Task
Please copy the rows from the line containing "Task: point to every instance of the building" through the line containing "88], [259, 77]]", swapping "zipper" for "fastener" and leaving everything else unchanged.

begin Raw records

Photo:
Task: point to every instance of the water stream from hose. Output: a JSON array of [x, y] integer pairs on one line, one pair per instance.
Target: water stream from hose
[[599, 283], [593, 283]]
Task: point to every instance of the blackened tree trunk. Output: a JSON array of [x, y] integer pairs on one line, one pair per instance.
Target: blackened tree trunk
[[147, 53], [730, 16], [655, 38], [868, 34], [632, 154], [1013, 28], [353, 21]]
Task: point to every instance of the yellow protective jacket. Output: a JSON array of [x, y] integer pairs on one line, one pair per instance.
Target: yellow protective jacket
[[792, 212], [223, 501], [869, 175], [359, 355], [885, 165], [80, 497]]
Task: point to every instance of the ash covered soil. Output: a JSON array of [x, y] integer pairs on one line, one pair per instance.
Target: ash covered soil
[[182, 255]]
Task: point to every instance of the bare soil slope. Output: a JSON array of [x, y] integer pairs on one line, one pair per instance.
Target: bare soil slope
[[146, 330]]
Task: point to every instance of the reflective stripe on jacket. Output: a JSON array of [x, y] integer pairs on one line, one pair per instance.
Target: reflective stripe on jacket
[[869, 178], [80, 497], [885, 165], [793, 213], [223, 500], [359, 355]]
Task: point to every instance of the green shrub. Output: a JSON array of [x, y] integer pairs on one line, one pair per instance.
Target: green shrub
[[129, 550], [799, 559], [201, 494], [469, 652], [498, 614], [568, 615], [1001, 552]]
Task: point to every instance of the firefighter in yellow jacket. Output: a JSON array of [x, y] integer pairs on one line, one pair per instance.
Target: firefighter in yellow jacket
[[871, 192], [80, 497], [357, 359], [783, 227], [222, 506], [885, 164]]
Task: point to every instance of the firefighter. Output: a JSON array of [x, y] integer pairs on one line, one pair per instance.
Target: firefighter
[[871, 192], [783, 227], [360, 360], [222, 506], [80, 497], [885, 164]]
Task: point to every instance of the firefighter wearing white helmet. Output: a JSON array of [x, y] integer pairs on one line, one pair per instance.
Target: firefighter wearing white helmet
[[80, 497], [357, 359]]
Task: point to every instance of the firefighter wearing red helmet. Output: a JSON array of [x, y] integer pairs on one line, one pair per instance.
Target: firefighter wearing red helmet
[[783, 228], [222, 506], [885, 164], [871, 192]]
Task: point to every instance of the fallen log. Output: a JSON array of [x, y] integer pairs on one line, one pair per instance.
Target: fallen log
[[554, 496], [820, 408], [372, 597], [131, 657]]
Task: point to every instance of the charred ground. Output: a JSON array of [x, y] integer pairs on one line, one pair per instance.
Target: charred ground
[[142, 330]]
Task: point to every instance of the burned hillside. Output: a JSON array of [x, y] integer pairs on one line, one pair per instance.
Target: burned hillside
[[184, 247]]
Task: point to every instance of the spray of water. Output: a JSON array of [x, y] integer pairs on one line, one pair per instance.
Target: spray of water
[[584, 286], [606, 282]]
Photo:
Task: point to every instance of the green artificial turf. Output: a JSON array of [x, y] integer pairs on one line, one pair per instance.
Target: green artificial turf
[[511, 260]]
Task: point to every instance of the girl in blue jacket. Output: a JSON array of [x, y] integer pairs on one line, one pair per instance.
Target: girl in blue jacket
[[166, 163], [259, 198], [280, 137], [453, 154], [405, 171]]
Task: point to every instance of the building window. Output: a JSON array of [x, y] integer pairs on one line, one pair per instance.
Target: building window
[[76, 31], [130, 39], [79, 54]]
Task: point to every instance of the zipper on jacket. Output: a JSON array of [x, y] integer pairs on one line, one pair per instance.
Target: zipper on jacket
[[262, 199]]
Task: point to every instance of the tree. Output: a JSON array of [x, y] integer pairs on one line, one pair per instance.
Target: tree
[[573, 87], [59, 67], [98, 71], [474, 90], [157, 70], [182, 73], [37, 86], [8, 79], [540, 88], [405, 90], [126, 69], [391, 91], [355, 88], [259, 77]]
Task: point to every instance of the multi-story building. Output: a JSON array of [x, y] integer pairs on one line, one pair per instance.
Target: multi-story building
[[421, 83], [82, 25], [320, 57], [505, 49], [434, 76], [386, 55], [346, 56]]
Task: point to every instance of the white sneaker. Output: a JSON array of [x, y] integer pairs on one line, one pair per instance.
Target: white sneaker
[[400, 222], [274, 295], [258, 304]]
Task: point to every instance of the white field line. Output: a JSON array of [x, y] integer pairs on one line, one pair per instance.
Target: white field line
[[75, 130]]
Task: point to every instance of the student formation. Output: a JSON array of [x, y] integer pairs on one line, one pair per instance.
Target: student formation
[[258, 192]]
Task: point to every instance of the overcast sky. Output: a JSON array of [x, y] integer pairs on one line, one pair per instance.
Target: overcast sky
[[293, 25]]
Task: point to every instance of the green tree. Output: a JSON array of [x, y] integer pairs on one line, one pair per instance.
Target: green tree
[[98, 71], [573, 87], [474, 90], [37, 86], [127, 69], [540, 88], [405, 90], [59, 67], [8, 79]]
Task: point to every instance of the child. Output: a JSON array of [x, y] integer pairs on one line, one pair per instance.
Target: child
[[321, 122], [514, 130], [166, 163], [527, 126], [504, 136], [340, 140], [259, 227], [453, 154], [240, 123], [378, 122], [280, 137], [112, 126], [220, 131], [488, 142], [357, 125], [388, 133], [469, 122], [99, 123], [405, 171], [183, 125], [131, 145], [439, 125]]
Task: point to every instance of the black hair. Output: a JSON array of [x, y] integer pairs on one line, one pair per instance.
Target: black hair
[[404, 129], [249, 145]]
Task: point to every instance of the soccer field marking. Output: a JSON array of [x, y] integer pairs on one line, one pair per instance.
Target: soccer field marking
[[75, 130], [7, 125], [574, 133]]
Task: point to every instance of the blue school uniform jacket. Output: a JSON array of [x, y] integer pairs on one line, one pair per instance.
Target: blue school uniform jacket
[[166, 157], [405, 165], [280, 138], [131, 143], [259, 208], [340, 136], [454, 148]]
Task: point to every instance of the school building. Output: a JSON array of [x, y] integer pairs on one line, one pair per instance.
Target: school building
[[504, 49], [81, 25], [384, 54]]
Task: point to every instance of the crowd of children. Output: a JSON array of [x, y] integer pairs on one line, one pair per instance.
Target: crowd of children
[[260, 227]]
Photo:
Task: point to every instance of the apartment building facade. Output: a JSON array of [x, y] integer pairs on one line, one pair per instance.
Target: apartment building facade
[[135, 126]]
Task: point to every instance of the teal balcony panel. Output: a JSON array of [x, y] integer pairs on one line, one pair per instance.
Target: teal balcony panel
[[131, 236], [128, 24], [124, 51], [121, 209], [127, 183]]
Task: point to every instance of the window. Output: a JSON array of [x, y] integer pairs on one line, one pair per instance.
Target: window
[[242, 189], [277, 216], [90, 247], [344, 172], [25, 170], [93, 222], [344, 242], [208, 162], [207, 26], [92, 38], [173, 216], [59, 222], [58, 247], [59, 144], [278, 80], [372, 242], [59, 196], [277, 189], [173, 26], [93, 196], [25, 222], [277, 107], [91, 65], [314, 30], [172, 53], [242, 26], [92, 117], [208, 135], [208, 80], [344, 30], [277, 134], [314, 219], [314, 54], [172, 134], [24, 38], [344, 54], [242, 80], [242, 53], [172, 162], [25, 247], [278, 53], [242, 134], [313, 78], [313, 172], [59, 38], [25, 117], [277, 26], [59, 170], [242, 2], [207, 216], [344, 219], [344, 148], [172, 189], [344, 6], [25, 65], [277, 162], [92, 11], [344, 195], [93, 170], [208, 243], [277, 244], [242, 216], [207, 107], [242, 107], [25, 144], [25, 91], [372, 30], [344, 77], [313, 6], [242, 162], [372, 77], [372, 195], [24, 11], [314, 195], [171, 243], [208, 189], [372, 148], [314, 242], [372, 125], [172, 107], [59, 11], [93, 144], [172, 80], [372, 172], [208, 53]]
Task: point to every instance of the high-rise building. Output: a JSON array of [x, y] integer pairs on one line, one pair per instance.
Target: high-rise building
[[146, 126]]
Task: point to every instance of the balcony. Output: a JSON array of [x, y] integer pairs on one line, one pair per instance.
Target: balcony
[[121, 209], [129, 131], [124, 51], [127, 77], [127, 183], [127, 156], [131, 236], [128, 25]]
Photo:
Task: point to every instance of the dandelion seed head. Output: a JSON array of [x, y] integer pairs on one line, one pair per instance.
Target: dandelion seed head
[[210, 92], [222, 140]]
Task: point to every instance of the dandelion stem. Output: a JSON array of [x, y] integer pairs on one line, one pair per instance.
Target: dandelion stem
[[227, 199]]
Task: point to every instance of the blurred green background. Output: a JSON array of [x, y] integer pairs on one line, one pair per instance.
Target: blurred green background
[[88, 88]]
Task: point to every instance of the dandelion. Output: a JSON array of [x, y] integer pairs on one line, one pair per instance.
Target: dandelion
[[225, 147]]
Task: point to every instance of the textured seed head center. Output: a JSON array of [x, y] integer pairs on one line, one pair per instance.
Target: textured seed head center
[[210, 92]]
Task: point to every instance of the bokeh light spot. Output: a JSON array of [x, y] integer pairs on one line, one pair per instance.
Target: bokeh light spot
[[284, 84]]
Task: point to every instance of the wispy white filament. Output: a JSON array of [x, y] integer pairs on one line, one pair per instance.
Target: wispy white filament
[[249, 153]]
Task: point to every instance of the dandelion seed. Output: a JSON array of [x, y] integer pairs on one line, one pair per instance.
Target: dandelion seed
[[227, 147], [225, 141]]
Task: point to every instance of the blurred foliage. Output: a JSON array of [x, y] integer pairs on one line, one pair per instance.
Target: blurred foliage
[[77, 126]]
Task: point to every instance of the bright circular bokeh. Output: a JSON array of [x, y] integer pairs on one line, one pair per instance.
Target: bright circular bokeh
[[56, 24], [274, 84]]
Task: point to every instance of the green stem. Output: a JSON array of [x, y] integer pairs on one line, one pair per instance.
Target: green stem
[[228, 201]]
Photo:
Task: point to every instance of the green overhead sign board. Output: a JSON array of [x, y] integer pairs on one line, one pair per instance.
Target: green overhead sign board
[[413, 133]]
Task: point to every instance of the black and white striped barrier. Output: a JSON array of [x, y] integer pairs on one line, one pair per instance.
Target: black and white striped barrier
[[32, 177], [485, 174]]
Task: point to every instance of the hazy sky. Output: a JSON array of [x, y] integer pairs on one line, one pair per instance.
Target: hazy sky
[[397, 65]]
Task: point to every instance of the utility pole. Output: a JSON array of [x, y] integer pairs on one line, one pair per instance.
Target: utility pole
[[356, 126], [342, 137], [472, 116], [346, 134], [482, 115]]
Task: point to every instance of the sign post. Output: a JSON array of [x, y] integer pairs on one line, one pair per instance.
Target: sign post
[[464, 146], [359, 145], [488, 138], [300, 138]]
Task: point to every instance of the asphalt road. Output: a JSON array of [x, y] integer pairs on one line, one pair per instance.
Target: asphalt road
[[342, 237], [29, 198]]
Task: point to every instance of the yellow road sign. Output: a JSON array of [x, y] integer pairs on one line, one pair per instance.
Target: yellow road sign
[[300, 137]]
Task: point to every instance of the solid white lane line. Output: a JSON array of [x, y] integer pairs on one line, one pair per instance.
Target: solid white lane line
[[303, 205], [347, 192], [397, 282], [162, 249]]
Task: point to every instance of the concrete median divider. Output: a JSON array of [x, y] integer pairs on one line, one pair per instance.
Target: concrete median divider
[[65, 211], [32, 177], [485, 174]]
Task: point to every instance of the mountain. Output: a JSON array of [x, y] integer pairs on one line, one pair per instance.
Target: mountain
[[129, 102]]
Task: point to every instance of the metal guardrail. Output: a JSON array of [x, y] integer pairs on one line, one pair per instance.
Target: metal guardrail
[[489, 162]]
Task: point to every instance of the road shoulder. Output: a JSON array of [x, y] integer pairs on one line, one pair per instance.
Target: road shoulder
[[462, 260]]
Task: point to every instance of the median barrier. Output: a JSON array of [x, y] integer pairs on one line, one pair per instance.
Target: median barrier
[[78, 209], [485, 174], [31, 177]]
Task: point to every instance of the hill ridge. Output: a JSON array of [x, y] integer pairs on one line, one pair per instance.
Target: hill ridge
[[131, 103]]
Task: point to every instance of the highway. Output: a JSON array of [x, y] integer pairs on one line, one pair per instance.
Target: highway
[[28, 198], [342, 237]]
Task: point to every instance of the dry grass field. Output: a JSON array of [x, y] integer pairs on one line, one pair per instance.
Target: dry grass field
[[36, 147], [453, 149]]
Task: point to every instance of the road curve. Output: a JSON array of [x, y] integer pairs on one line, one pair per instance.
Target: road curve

end Raw records

Result below
Task: point to every instance of the building window. Output: a JSON array of [x, y] integer pairs on one line, one pair per instance.
Target: building window
[[76, 31], [130, 39], [79, 54]]
Task: point to every instance of the fastener on jacket. Output: a JSON array of [x, y] integer pairs on one line, one pair per instance.
Target: fastener on jacket
[[262, 199]]
Task: point to every instance of the tree. Output: a JSON array of [x, y] integer pairs on one line, one pair per instance.
Target: tree
[[573, 87], [59, 67], [98, 71], [474, 90], [157, 70], [182, 73], [37, 86], [8, 79], [540, 88], [405, 90], [126, 69], [391, 91], [355, 88], [259, 77]]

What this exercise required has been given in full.